→ **DIRECTIONS FOR THIS TASK**: Which lines of the data contain the string "paper"? Copy every one of them.

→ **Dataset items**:
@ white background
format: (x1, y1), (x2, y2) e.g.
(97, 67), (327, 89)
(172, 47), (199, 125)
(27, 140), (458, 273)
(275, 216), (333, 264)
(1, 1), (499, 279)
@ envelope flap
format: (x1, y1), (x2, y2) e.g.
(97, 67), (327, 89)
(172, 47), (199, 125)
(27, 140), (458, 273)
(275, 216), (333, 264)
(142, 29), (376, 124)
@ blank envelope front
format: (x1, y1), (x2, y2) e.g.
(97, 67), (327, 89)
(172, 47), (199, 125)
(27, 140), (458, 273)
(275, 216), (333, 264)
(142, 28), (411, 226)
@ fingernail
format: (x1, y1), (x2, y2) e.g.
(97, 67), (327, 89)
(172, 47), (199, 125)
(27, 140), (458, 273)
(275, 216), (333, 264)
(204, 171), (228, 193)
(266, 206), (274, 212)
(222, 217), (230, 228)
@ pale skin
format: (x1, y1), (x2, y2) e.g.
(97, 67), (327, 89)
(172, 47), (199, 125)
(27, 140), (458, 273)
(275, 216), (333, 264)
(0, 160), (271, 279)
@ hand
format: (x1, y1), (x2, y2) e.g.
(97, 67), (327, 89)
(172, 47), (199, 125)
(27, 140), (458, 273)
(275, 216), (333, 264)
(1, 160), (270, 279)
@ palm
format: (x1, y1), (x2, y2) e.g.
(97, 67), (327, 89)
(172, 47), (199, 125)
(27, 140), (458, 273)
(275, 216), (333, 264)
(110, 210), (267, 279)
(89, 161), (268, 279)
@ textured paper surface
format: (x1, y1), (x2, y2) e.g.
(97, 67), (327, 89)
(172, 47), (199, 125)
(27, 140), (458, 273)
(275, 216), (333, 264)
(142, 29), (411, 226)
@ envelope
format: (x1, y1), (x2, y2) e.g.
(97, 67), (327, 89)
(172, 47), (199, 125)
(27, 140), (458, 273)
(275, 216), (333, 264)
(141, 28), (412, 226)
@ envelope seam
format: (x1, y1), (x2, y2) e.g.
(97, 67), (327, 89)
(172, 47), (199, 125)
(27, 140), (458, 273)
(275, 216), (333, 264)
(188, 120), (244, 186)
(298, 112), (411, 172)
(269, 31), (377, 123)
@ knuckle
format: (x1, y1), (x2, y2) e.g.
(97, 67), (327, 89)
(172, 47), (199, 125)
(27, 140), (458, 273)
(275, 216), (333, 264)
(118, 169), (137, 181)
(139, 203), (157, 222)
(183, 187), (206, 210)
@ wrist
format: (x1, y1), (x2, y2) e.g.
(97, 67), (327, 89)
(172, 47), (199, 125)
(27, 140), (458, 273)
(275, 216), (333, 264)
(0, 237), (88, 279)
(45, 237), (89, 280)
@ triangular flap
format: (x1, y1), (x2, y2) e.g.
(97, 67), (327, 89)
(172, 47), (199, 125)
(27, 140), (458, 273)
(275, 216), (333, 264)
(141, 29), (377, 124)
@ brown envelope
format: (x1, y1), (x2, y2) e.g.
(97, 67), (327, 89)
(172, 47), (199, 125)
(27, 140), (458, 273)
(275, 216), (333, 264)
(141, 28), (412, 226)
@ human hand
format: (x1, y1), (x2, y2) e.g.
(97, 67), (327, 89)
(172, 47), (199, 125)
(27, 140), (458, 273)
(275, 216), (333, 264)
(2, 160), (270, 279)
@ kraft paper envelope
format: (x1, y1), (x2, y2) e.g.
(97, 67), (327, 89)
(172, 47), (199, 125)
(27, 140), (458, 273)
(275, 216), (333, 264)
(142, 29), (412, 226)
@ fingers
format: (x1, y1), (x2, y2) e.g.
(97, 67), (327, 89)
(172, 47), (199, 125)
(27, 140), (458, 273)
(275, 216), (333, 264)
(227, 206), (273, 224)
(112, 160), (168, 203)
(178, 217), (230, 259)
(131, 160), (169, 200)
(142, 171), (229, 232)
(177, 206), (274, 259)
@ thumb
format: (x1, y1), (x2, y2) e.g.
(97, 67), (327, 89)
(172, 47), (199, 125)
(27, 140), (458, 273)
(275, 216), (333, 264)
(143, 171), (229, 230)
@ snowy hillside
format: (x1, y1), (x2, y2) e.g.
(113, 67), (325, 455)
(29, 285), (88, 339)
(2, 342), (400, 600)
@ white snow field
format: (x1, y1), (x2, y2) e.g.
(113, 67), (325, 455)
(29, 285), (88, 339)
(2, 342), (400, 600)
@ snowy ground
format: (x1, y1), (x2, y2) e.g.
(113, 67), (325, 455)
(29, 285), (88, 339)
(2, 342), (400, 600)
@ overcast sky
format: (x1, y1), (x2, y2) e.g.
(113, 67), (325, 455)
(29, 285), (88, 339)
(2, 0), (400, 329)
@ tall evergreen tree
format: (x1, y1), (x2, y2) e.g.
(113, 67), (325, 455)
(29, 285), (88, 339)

→ **WRITTEN SOLUTION**:
@ textured paper surface
@ kraft paper envelope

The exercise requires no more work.